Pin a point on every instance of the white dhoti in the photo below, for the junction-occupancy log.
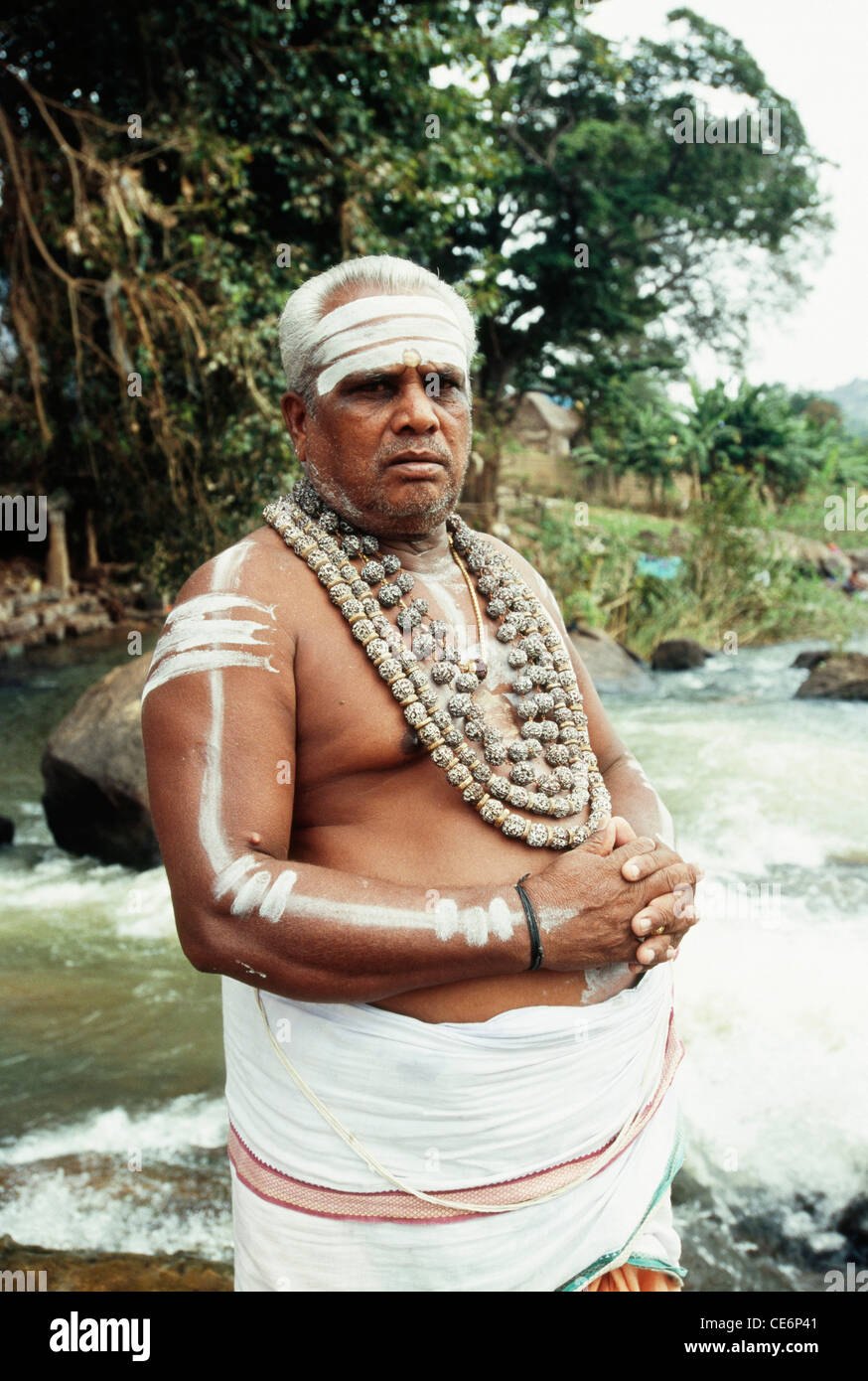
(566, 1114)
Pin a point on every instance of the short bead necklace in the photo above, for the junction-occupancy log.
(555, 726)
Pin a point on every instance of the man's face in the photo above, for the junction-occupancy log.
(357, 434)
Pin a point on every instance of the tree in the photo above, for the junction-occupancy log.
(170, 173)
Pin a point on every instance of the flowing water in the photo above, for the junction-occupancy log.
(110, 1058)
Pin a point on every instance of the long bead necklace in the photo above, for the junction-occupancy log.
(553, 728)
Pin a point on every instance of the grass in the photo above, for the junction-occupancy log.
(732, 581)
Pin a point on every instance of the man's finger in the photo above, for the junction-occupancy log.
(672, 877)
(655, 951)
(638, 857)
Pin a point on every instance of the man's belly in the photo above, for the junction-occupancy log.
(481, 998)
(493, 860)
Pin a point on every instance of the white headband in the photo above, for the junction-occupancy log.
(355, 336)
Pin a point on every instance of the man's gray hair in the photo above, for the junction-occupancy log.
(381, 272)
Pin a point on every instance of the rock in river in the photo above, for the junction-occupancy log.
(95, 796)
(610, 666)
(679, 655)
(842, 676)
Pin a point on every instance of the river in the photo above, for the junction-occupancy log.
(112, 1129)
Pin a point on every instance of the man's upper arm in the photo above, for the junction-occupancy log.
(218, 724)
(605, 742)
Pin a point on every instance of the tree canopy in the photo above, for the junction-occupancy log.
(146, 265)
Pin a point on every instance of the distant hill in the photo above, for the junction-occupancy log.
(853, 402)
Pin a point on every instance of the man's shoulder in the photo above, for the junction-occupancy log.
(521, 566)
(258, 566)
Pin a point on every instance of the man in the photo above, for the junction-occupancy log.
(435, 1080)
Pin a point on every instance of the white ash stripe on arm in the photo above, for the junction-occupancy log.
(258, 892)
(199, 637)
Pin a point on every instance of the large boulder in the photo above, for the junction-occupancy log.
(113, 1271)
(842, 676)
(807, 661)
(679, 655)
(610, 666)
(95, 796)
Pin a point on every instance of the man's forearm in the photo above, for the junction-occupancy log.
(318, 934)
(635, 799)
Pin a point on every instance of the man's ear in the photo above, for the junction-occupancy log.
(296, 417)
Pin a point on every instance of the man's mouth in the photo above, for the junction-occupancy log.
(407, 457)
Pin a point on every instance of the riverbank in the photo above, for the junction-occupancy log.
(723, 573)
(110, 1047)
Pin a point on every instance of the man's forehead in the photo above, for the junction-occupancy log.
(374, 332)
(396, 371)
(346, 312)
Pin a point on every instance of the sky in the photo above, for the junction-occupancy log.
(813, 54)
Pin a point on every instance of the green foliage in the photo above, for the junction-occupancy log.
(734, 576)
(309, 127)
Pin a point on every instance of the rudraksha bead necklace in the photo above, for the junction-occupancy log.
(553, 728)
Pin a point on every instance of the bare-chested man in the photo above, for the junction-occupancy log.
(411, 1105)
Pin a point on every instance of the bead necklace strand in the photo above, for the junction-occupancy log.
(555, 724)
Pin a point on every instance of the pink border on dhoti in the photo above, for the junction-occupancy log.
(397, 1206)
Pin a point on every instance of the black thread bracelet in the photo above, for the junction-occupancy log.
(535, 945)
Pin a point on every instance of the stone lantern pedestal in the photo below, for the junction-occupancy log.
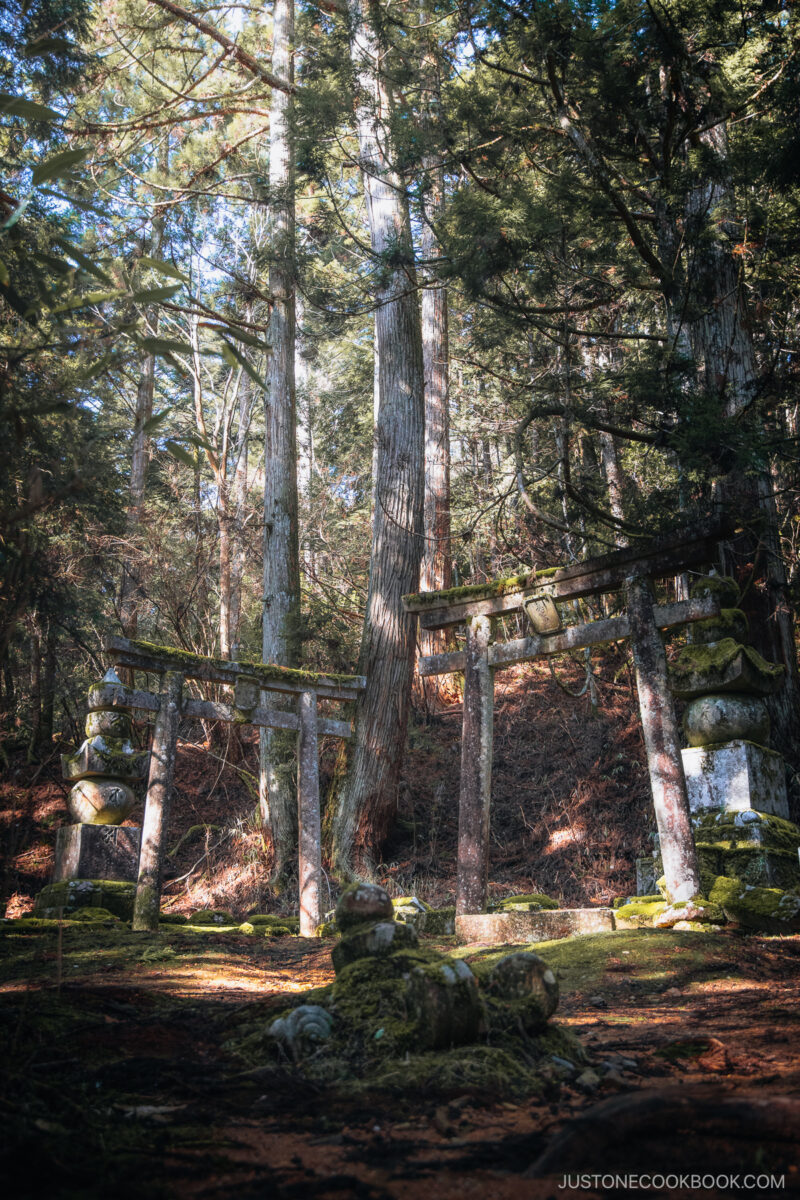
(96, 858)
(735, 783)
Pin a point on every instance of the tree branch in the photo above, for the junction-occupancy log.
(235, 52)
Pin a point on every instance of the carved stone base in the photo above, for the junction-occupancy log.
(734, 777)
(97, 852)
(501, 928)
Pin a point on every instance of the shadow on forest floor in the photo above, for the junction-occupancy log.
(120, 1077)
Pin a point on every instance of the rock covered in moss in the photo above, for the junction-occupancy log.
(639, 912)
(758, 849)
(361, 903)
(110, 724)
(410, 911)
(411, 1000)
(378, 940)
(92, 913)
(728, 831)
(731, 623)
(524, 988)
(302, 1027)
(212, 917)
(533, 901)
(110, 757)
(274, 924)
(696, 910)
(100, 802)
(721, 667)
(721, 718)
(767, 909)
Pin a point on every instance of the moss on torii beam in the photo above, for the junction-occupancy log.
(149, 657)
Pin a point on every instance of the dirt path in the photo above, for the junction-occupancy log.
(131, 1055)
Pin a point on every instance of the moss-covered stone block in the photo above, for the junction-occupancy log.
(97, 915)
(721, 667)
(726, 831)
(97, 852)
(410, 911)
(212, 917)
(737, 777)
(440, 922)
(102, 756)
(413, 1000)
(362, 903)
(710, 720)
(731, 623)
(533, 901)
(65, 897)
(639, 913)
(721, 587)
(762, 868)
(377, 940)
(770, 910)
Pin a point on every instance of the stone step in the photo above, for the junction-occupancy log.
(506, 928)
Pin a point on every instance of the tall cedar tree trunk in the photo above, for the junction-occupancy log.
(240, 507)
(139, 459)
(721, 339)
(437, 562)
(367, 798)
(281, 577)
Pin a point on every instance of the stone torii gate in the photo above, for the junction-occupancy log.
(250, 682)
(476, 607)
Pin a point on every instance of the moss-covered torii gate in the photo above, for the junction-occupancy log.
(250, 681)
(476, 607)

### REQUIRED TASK
Copy out all of the material above word for word, leaving out the pictures.

### IN RESPONSE
Pin a point on every instance of the white dhoti in the photo below, for the junction-occupancy log.
(566, 1114)
Pin a point on every instance of the short bead necklace in the photo above, for the junction-occupancy log.
(555, 726)
Pin a point on every instance of the man's face in the photo above, for the junction-occupancy log.
(357, 434)
Pin a point on every instance of the tree in the photo above, for the junction-occupancy log.
(170, 173)
Pin a point on every instance of the flowing water in the photo above, for the junction-occupancy log.
(110, 1058)
Pin a point on every instance of the long bead necklace in the photo above, for the junction-occupancy log.
(553, 728)
Pin a point on every instance of the grass in the photo above, for the junction-occupancy log.
(732, 581)
Pin a point on every instance of the man's finger in the photo above, for the junction-occupancy log.
(672, 877)
(655, 951)
(638, 857)
Pin a point on every instance of the man's belly in the photo above, for the junction-occupancy log.
(481, 998)
(493, 860)
Pin a point on every instance of the white headband in the photo above, for the junction-occupancy log.
(355, 336)
Pin a point on every instance of the man's gray hair in the photo above, for the junction-occupancy log.
(381, 272)
Pin a point on every instance of the rock in river in the photo above, for the junction-occupancy log.
(95, 796)
(610, 666)
(679, 655)
(842, 676)
Pin a point on every instance of the river in the photo above, for the junction-occupancy log.
(112, 1129)
Pin a point on every instance of the man's upper arm in the photo above, for the junction-occupancy log.
(218, 724)
(605, 742)
Pin a point on every instance of the tree canopy in the photo above, for the junction-occupancy log.
(146, 265)
Pin a point on every instance of the distant hill in the photo above, for the junction-occupancy log.
(853, 402)
Pin a point on every instance of the man's shoulder in the photo above, for the junction-occupancy log.
(521, 566)
(258, 566)
Pin a point on every instance of the man in the photo above, for the junction-occupancy log.
(435, 1080)
Pin a point on every instance of the white ash stripe on arm in the photo above, for the junction-occupancy log.
(258, 892)
(199, 637)
Pin a point on every instance of the large boulder in the photo above, for the junction-occupancy log.
(113, 1271)
(842, 676)
(807, 661)
(679, 655)
(610, 666)
(95, 796)
Pin a point on every instance of the man's forearm in the photo above, for the junction-occupancy log.
(318, 934)
(635, 799)
Pin a point on every instance of the man's ear in the photo above, for the junction-occupancy log.
(296, 417)
Pin a point on every instance of the man's mouth in the photo above, for the junction-occupancy log.
(407, 457)
Pin a point on every instance of the riverbank in the photo above, for the junction-occupancy log.
(723, 573)
(110, 1047)
Pin a point on every instance of the man's forehead in the photo above, for the junction-occupancy log.
(374, 332)
(396, 371)
(346, 312)
Pin a point on every instance of the sky in the photo above, for the junction-occupancy log.
(813, 54)
Pin a point on every instance of the green foliage in the photo above, for the junction-occupancy log.
(734, 576)
(309, 127)
Pin a point on every instance of the rudraksha bead necklace in the photo above, for the junction-occupancy log.
(553, 728)
Pin a point on every instance of the bare-chested man in the photo above, for the junction-occupancy log.
(411, 1105)
Pin a point on every instance of the bead necklace strand in the photo above, for the junction-occupancy log.
(555, 724)
Pin a point on every instance of the pink border on dhoti in the photo above, for the junction-occupancy log.
(397, 1206)
Pin a point on every instance of the black thread bracelet in the photo above, for the junction-occupancy log.
(535, 945)
Pin a point on every instance of the stone lantern pedestal in the photo below, for the junction-occupancy log.
(96, 858)
(735, 783)
Pin a point on every instance of the tree branch in the photo above, for the junction-occupancy log.
(235, 52)
Pin a point on every instance of the carved stone base in the photo above, for the junction-occupancy log.
(734, 777)
(97, 852)
(501, 928)
Pin a point on every instance of the shadow on forest floor in the photo above, for the junction-occupancy log.
(120, 1077)
Pin a point on every instance of the rock covered in moss in the photo above, for the junction-occupancy log.
(639, 912)
(758, 849)
(361, 903)
(110, 724)
(410, 911)
(411, 1000)
(378, 940)
(92, 913)
(728, 831)
(731, 623)
(524, 988)
(302, 1027)
(212, 917)
(533, 901)
(110, 757)
(274, 924)
(696, 910)
(100, 802)
(721, 667)
(721, 718)
(767, 909)
Pin a point on every instance of the moss on torii beam in the photo above, for the junction-occupancy log.
(149, 657)
Pin a point on every instance of the dirt path in the photo above, for the junction-occupancy log.
(131, 1055)
Pin a point on every instance of the moss-covered stone block in the photo above, for the junction-occupancy log.
(97, 915)
(721, 667)
(726, 831)
(97, 852)
(410, 911)
(212, 917)
(737, 777)
(440, 922)
(102, 756)
(413, 1000)
(362, 903)
(710, 720)
(731, 623)
(533, 901)
(65, 897)
(639, 913)
(721, 587)
(762, 868)
(377, 940)
(770, 910)
Pin a point on every instance of the stone step in the photo above, for the junction-occupancy log.
(506, 928)
Pin a point on every instance of the tall cedar tree trunk in the photo above, for the junction-occupancy log.
(240, 507)
(139, 459)
(721, 339)
(437, 562)
(367, 798)
(281, 577)
Pin a point on every instance of the stone torii gate in the photo above, for the junction-occupancy log.
(250, 682)
(476, 607)
Pin a point on every instance of the moss-covered torii gate in the photo above, for the junction-occupancy log.
(250, 681)
(476, 607)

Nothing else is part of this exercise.